— Exercise —
Can you rewrite all of the entries below, keeping every request, with each x and y coordinate in the answers raised by 53? Omit the pictures.
[The data start]
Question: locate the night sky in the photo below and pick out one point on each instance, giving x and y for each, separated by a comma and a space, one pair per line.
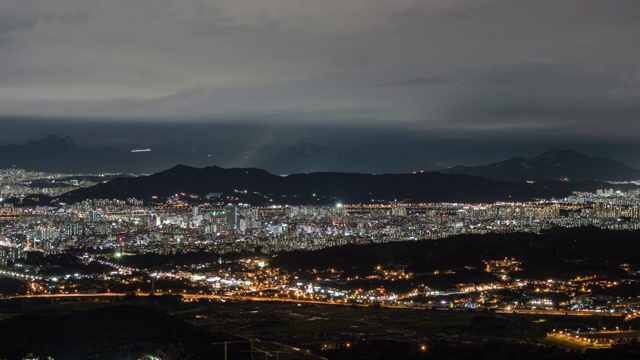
447, 81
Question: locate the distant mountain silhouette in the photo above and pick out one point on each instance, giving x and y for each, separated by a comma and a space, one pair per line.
60, 154
113, 332
259, 187
553, 164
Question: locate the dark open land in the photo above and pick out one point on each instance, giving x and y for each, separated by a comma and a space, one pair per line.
131, 327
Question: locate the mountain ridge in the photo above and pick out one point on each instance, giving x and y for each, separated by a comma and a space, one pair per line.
260, 187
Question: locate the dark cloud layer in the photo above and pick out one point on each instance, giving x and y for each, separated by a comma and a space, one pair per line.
447, 81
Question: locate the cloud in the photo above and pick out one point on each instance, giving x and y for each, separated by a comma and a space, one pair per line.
501, 69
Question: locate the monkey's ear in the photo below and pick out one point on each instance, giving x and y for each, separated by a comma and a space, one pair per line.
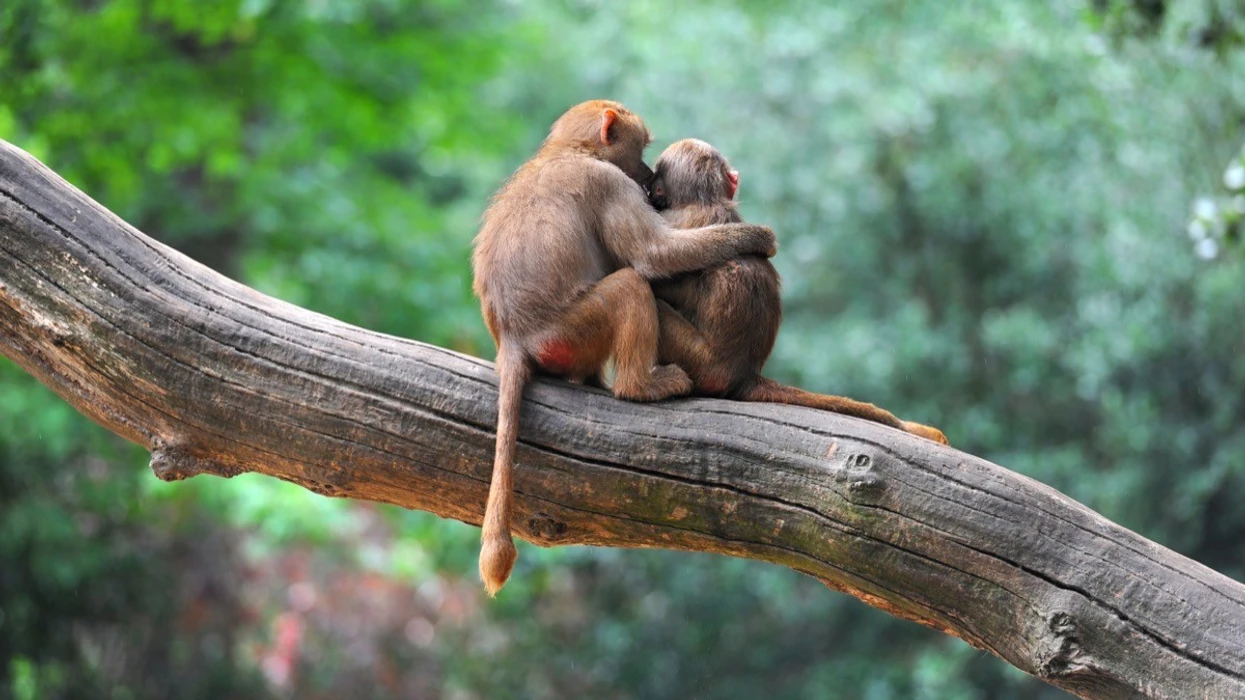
[The data end]
— The output —
Question: locate the night sky in the photo below and pick out one point on each instance, giving x and y for each, separated by a comma and a space, one pair per line.
500, 134
Question: locate the distant mountain silhouette in the photo above and pick out one point on each instance, giving x and y for each, separated by a comma and a space, one pair per line.
113, 207
166, 385
312, 240
606, 217
Question: locate the dark open land in the photo above and pick out one point on each instance, giving x and y for each, separated by a comma and a space, one pair per line.
184, 380
Question: locate the mountain ridge in the photo above and pick out one point on each instance, giving x and y for each, separated by a comma and a space, one pair per line.
313, 240
Question: locate the dark cloud layer in the photo above and pick out one point on each instance, giving x and y for each, separated by a comma and a space, one pair per line.
500, 134
Question: locate the cloud in the photo above and pick out one point on each instance, giving x and y for each, separated by a comma and a space, one pair per line.
554, 122
Question: locate the monkey's ear in the photo below and pick out one point on each instance, giving x and y for each, separated by a comma and a space, one pair per line.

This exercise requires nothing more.